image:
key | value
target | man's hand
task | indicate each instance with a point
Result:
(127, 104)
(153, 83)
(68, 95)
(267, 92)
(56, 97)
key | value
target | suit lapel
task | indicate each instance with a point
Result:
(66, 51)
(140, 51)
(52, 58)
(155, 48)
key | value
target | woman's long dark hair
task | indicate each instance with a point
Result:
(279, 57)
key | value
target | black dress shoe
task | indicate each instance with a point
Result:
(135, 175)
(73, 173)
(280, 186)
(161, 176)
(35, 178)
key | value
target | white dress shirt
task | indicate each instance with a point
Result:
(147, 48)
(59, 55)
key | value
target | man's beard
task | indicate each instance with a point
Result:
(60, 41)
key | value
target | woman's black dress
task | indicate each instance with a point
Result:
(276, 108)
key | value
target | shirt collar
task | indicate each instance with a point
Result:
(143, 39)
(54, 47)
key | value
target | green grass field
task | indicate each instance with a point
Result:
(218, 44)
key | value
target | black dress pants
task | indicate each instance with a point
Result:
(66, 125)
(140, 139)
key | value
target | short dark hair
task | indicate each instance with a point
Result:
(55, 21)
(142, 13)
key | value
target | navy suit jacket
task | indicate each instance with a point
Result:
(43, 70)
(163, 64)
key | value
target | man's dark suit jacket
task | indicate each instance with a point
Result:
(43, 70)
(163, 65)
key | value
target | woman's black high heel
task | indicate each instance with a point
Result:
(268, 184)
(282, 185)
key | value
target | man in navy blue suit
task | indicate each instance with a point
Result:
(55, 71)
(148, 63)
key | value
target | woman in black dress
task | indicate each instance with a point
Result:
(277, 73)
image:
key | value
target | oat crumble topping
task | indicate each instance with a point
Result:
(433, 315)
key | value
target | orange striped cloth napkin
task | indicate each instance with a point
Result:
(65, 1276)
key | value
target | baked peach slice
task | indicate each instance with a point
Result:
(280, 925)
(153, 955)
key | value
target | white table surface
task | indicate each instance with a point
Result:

### REQUEST
The full set of records should be duplicated exactly.

### THE RESULT
image:
key | value
target | man's hand
task | indicate each instance with a point
Result:
(127, 104)
(153, 83)
(68, 95)
(267, 92)
(56, 97)
key | value
target | suit lapel
task | indicate each instance with a point
Result:
(66, 51)
(140, 51)
(52, 58)
(155, 48)
key | value
target | woman's long dark hair
task | indicate each instance with a point
Result:
(279, 57)
key | value
target | black dress shoe
task | indicate each instance with a point
Result:
(135, 175)
(73, 173)
(280, 186)
(161, 176)
(35, 178)
key | value
target | white dress shirt
task | indicate each instance with a point
Result:
(147, 48)
(59, 55)
key | value
target | man's beard
task | indicate each instance with a point
Result:
(60, 41)
key | value
target | woman's black dress
task | indicate each instance with a point
Result:
(276, 108)
key | value
target | shirt collar
task | indicate each instance with a point
Result:
(143, 39)
(54, 47)
key | value
target | green grass field
task | indicate each instance with a point
Result:
(218, 44)
key | value
target | black dress pants
task | indicate each instance with a point
Result:
(66, 125)
(140, 139)
key | value
target | short dark hair
task | indicate each instance with a point
Result:
(55, 21)
(142, 13)
key | value
target | navy suit jacket
task | indicate each instance with a point
Result:
(43, 70)
(163, 64)
key | value
target | man's dark suit jacket
task | indicate each instance with a point
Result:
(43, 70)
(163, 65)
key | value
target | woman's black high heel
task | indicate each instance with a point
Result:
(268, 184)
(282, 185)
key | value
target | man in navy blue suit
task | indicate each instance with a point
Result:
(55, 71)
(148, 63)
key | value
target | woman in black dress
task | indicate each instance with a point
Result:
(277, 73)
image:
key | value
target | oat crumble topping
task | indicate each instance with a point
Result:
(433, 315)
key | value
target | orange striped cloth napkin
task | indicate each instance with a point
Result:
(65, 1276)
key | value
target | baked peach slice
task | indicate each instance with a point
Result:
(280, 925)
(153, 955)
key | value
target | white table surface
task | indicate each instance with a point
Result:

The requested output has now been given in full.